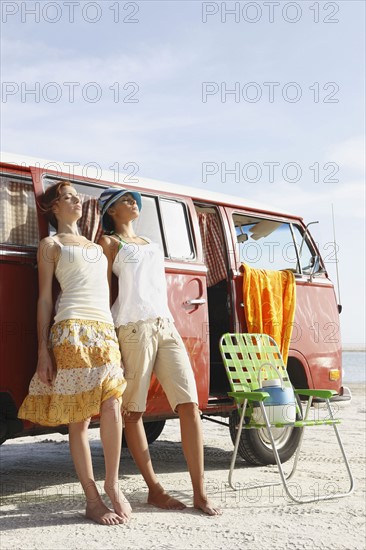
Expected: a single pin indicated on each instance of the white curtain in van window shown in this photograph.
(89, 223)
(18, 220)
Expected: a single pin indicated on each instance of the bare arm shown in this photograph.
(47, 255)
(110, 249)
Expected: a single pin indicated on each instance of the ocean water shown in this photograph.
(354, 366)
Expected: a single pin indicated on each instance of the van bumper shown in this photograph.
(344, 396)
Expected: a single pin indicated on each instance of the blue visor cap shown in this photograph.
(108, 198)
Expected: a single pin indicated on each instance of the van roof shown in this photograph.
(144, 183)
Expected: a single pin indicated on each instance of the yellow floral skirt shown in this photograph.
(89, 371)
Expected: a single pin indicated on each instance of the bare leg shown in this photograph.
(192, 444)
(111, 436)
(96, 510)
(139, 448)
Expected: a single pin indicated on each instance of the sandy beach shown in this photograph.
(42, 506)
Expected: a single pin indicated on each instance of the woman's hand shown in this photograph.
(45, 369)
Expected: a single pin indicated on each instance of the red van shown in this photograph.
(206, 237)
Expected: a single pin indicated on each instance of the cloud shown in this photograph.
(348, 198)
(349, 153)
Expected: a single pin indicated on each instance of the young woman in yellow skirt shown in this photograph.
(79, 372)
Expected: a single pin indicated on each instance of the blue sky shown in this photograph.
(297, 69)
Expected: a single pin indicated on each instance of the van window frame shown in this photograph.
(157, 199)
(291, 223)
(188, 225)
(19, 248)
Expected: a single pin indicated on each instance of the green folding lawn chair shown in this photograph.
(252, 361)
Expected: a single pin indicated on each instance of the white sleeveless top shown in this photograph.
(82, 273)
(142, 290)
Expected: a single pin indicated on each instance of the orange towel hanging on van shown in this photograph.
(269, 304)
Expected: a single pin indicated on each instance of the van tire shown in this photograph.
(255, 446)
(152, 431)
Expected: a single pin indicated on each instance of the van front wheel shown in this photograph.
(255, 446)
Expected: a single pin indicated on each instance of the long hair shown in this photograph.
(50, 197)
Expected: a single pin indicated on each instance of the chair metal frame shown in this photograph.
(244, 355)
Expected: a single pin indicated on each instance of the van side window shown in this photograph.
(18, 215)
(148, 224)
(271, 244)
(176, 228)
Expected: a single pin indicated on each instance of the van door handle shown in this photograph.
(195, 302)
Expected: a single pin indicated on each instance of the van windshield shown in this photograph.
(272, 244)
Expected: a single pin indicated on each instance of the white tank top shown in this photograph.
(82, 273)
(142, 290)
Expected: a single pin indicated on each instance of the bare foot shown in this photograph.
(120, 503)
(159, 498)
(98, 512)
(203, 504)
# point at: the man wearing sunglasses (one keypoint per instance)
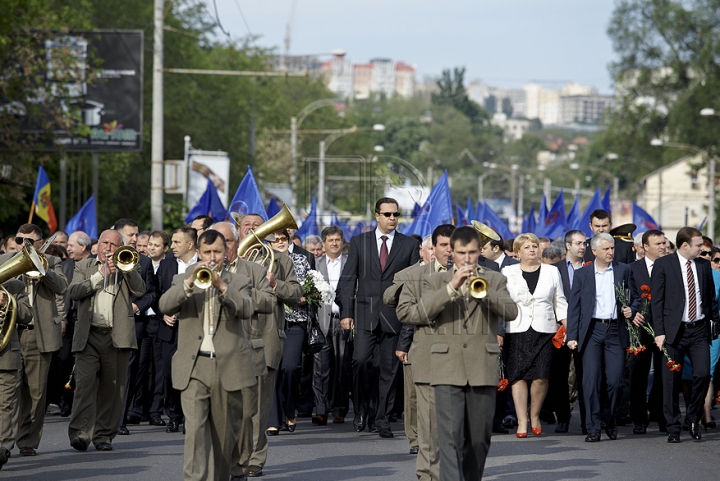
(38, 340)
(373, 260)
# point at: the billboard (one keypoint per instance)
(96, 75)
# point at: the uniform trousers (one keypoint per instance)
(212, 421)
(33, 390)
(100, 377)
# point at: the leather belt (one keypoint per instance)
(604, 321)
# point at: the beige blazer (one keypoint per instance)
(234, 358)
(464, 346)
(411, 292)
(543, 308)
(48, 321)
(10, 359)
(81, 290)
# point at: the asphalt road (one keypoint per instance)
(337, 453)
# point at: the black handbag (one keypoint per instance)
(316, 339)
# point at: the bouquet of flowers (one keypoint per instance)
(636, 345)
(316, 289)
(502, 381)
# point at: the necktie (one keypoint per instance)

==*==

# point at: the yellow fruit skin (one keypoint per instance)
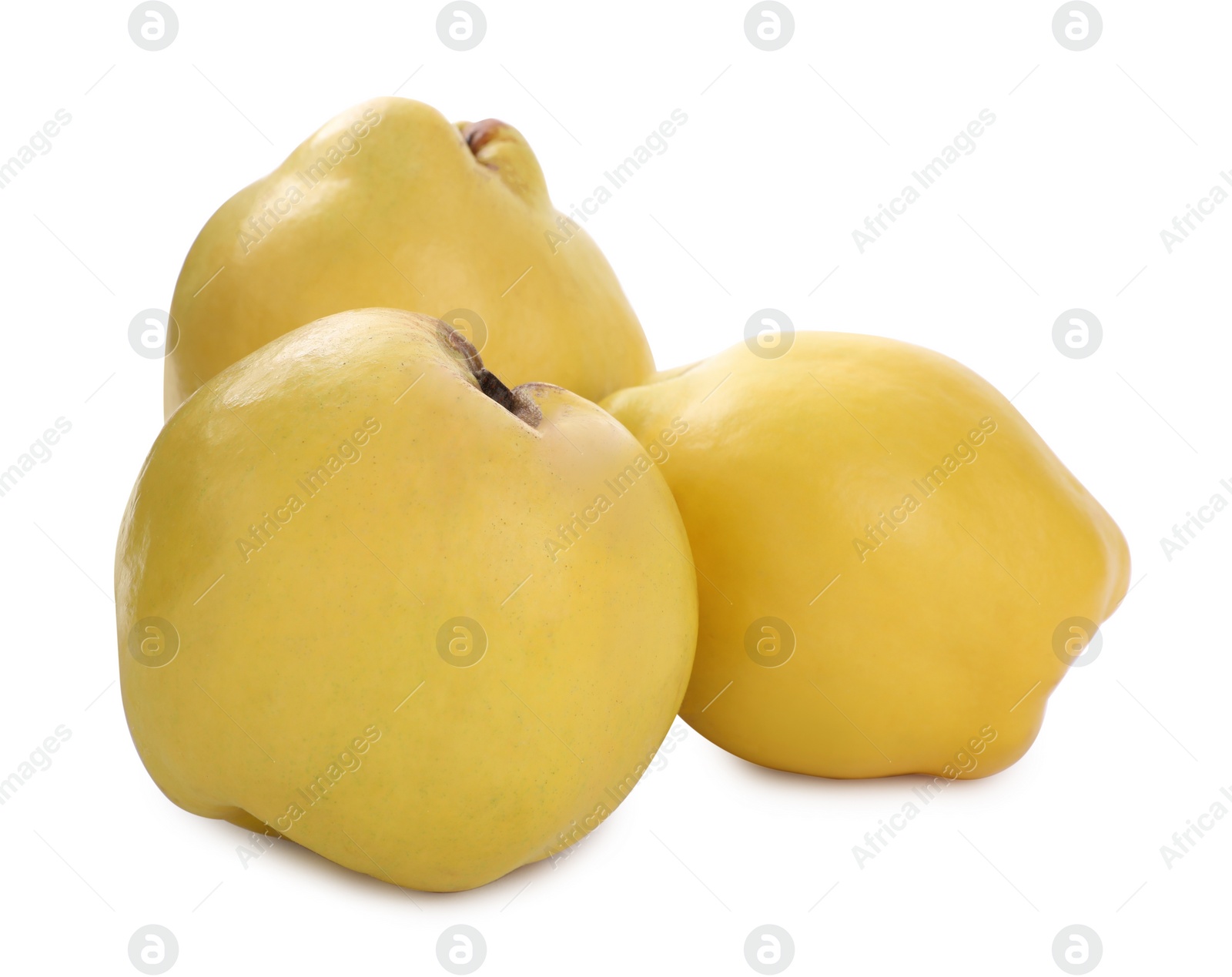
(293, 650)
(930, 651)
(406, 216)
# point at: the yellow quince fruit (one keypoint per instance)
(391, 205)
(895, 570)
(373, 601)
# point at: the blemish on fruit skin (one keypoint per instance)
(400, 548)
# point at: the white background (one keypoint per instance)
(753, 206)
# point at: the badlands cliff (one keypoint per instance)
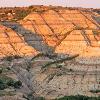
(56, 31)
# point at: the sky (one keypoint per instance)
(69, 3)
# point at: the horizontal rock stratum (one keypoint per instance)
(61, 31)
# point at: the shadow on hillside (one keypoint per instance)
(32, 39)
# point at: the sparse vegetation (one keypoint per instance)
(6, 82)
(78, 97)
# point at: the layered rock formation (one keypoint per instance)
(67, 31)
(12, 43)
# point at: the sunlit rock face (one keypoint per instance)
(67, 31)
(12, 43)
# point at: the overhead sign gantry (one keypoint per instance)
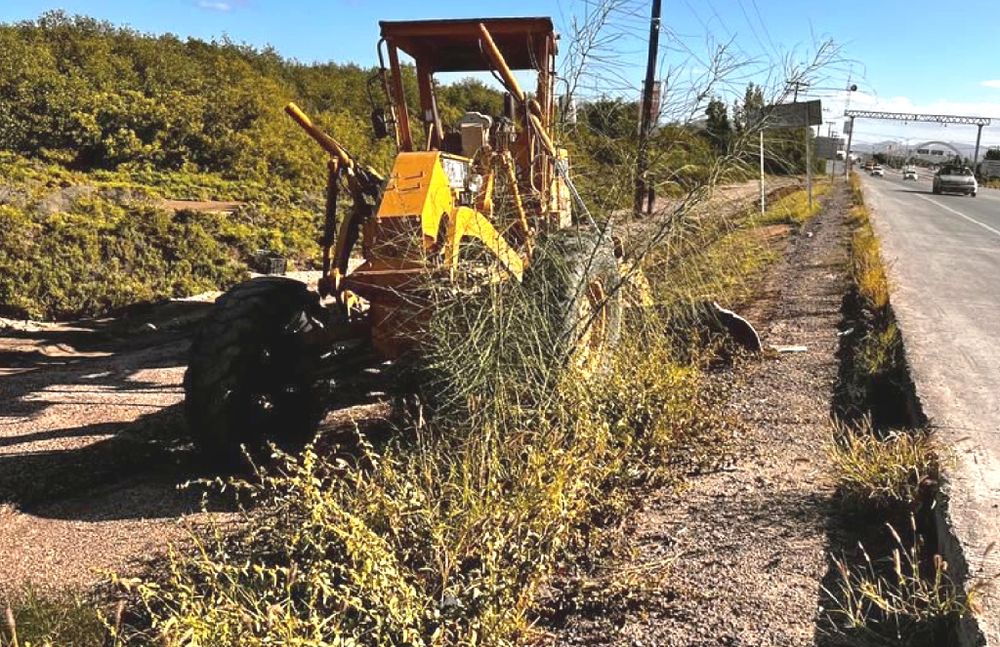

==*==

Exercise goal: Both end lines included, restate word for word the lines above from the line with "# point at: the layered" to the line with "# point at: the overhead", and nothing else.

Task result:
# point at: the layered rock formation (one keypoint per instance)
(67, 31)
(12, 43)
# point at: the sunlit rock face (one keypoint per instance)
(67, 31)
(12, 43)
# point at: the overhead sign gantry (one keypoint per instance)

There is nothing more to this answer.